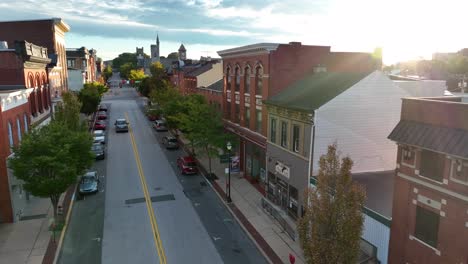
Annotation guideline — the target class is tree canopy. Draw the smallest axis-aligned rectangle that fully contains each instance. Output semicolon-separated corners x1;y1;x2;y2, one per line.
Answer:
298;144;366;264
9;114;94;221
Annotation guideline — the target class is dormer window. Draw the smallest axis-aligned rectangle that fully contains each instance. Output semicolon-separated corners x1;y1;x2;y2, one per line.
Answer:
401;147;416;167
450;159;468;185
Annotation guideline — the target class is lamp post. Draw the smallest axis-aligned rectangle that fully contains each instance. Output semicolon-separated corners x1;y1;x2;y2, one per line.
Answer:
226;141;232;203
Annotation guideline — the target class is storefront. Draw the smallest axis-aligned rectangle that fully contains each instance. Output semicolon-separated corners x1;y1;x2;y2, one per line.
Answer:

·····

## Objective
Print all of the entries above again, word for word, but leave out the pictures.

## Written reply
Annotation guideline — the target class is tree canopy. Draw the smallest axis-aligned rectangle that fully contains each instance. Output semicolon-separated corners x1;y1;x2;y2, one per line.
Answer:
298;144;366;264
9;114;94;221
Annotation guideline — the target class is dormer window. Draw the smallest axis-aligned rectangle that fully contains each instance. Output semicolon-separated corners x1;y1;x2;y2, one per line.
Answer:
401;147;416;167
450;159;468;185
Annotation guideline — the target class is lamp post. Draw the smallest axis-aligned rectangle that fully contains each instance. Output semicolon-separated corners x1;y1;x2;y2, one per line.
Answer:
226;141;232;203
Annotation guideline — the target class is storefront. Draw the smallest axis-aligned rectangle that fully contains each instance. Output semicolon-separated corners x1;y1;x2;y2, one per line.
Answer:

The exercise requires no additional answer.